## MATERIAL PROVIDED
◆ ◆ ◆ ◆ ◆
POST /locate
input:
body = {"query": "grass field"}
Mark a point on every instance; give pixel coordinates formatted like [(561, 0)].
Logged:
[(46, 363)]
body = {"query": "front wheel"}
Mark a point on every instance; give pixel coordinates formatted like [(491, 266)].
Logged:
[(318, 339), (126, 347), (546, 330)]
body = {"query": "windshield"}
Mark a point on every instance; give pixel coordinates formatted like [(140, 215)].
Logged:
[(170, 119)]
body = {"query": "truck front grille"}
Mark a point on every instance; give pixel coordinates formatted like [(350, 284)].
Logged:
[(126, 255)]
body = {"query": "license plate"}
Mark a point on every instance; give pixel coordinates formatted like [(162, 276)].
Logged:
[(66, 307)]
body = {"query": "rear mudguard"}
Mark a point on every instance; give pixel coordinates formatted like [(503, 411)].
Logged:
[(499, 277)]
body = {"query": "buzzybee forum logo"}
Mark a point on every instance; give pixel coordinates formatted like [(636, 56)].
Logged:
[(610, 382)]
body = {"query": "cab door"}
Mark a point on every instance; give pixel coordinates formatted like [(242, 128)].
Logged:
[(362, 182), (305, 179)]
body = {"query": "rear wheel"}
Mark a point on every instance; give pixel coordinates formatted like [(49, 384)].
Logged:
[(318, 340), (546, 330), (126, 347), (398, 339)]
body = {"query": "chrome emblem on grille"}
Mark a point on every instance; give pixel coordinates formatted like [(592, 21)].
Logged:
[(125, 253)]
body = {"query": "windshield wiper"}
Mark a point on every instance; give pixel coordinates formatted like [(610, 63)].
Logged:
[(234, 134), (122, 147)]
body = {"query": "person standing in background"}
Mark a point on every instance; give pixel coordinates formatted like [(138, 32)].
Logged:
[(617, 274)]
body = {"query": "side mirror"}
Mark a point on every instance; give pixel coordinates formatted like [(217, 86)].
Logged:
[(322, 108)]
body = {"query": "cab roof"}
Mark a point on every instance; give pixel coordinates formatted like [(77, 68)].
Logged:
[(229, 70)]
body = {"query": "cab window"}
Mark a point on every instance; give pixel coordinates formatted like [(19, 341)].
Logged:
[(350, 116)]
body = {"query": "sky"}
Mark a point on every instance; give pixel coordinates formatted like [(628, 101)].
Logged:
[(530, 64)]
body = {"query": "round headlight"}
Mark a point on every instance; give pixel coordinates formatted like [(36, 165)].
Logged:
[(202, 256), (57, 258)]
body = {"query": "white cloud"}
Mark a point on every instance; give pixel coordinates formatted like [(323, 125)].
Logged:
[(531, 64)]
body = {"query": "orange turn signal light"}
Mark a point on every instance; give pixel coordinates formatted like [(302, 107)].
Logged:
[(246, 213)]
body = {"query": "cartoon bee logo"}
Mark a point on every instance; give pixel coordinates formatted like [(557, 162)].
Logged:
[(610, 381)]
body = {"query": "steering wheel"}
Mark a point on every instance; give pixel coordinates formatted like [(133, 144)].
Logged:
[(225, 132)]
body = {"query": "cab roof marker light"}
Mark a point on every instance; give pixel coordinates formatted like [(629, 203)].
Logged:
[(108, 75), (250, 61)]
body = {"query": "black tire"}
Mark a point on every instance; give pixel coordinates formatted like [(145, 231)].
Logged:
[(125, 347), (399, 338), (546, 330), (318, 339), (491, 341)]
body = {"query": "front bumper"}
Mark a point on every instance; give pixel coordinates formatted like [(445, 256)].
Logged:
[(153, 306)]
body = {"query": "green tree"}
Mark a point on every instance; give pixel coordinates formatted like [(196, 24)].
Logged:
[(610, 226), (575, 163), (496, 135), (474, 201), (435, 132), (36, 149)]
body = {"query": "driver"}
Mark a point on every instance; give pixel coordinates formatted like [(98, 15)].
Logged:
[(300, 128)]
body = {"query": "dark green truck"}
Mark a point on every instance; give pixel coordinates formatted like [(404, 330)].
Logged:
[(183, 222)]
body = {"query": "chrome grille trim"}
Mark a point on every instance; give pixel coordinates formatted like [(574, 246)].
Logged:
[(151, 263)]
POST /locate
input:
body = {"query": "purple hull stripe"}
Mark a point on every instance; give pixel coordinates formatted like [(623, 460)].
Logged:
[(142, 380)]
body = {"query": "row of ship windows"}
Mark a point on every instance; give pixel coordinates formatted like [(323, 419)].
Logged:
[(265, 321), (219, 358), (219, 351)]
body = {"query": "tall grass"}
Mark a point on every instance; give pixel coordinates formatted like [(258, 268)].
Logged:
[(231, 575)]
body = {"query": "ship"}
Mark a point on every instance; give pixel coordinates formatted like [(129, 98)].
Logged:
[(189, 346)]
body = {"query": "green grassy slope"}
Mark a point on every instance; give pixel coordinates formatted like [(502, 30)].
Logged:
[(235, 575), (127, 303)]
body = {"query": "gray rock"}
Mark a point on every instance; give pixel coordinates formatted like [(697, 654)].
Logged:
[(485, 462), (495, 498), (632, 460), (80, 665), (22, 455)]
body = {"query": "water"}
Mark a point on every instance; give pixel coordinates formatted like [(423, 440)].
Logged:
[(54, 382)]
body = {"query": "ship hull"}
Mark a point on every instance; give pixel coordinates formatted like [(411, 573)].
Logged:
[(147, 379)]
◆ ◆ ◆ ◆ ◆
## WHAT YOU SHOULD DO
Retype all the material above precisely, with no line left out.

## COMPLETED TASK
POST /locate
input:
body = {"query": "grass field"}
Mark a point on every instance; give pixel coordinates formatted like [(561, 0)].
Logged:
[(46, 363)]
body = {"query": "front wheel"}
Mark a point on every instance; give pixel coordinates formatted like [(491, 266)].
Logged:
[(318, 339), (126, 347), (546, 330)]
body = {"query": "windshield"}
Mark a point on every instance; give pixel coordinates formatted like [(140, 215)].
Logged:
[(170, 119)]
body = {"query": "truck front grille"}
Mark a point on every instance; give pixel coordinates formatted like [(350, 284)].
Logged:
[(126, 255)]
body = {"query": "license plate"}
Mark a point on every instance; give pixel coordinates formatted like [(162, 276)].
Logged:
[(66, 307)]
body = {"query": "rear mudguard"}
Mark a point on every instance; give pixel coordinates formatted like [(503, 411)].
Logged:
[(499, 277)]
body = {"query": "buzzybee forum logo"}
Mark a point on every instance; give pixel coordinates formatted like [(636, 56)].
Logged:
[(610, 382)]
body = {"query": "cab door"}
Mark a point on every instance; give pixel coordinates formatted like [(242, 128)].
Logged:
[(362, 182), (305, 179)]
body = {"query": "rear wheel"}
Mark a point on every instance; give pixel coordinates formatted like [(49, 384)].
Logged:
[(318, 340), (546, 330), (126, 347), (398, 339)]
body = {"query": "chrome emblem on grille"}
Mark a point on every instance; give pixel coordinates formatted like [(592, 21)].
Logged:
[(125, 253)]
body = {"query": "windshield wiper"}
Mark a point on every instance; give pixel coordinates formatted like [(610, 63)].
Logged:
[(234, 134), (122, 147)]
body = {"query": "person standing in background"}
Mark a point on every instance; give pixel coordinates formatted like [(138, 32)].
Logged:
[(617, 274)]
body = {"query": "side mirror"}
Mark a point on every instance; give pixel coordinates formatted like [(217, 86)].
Logged:
[(322, 108)]
body = {"query": "cab roof"}
Mark a point on every instance; give pixel coordinates formatted like [(77, 68)].
Logged:
[(229, 70)]
body = {"query": "cab window"}
Mark a point on every instance; give pixel coordinates formatted like [(19, 341)].
Logged:
[(350, 116)]
body = {"query": "sky"}
Mark a point on every instance; give pixel coordinates formatted like [(628, 101)].
Logged:
[(530, 64)]
body = {"query": "round headlight"}
Mark a point on every instance; give pixel coordinates formatted like [(36, 165)].
Logged:
[(202, 256), (57, 258)]
body = {"query": "white cloud"}
Mark a point on every instance; give pixel coordinates formatted like [(323, 125)].
Logged:
[(531, 64)]
body = {"query": "orange turn signal light"}
Mark a point on every instance; give pixel coordinates formatted like [(302, 107)].
Logged:
[(246, 213)]
body = {"query": "cartoon bee logo"}
Mark a point on every instance; give pixel coordinates formatted like [(557, 162)].
Logged:
[(610, 381)]
body = {"query": "steering wheel"}
Mark a point on every instance; give pixel coordinates formatted like [(133, 144)].
Logged:
[(225, 132)]
body = {"query": "cab roof marker light"}
Mark a point on every instance; give pixel coordinates formatted like [(629, 203)].
Logged:
[(108, 75), (250, 61)]
body = {"query": "black tire"}
Mark a point on every instance; give pixel coordinates formatted like [(145, 231)].
Logged:
[(125, 347), (399, 338), (546, 330), (318, 339), (491, 341)]
body = {"query": "front bumper"}
Mark a point on every instance; give pixel coordinates formatted like [(445, 256)].
Logged:
[(153, 306)]
body = {"query": "green tree"}
Mark a point on every instance; give pixel coordinates formatted like [(196, 24)].
Logged:
[(610, 226), (575, 163), (496, 135), (474, 201), (435, 132), (36, 149)]
body = {"query": "driver"}
Mark a point on every instance; give pixel coordinates formatted like [(98, 15)].
Logged:
[(300, 128)]
body = {"query": "dark green truck"}
Mark a point on every instance; give pixel coordinates formatted like [(404, 330)].
Logged:
[(183, 222)]
body = {"query": "chrome grille trim"}
Mark a point on every instance; give pixel coordinates formatted like [(574, 246)].
Logged:
[(151, 263)]
POST /locate
input:
body = {"query": "purple hull stripe"}
Mark a point on every instance; give pixel coordinates formatted like [(623, 460)].
Logged:
[(142, 380)]
body = {"query": "row of ship windows"}
Mark a point on every instance; give pixel coordinates formatted like [(323, 419)].
Logged:
[(265, 321), (219, 358), (219, 351)]
body = {"query": "tall grass"}
Mark a point on every instance; give pixel coordinates formatted like [(258, 268)].
Logged:
[(231, 575)]
body = {"query": "ship"}
Mark a point on every instance; give pixel coordinates formatted like [(129, 98)].
Logged:
[(189, 346)]
body = {"query": "green grassy slope"}
Mark a point on every instance; give pixel coordinates formatted like [(502, 30)].
Logged:
[(235, 575), (127, 303)]
body = {"query": "gray rock"}
Mark a point on every instance; give pixel coordinates formatted like [(697, 654)].
Logged:
[(485, 462), (495, 498), (632, 460), (80, 665), (22, 455)]
body = {"query": "water"}
Mark a point on every instance; give pixel coordinates formatted like [(423, 440)].
Logged:
[(54, 382)]
body = {"query": "ship hull"}
Mark a point on every instance; give pixel coordinates formatted like [(411, 573)].
Logged:
[(147, 379)]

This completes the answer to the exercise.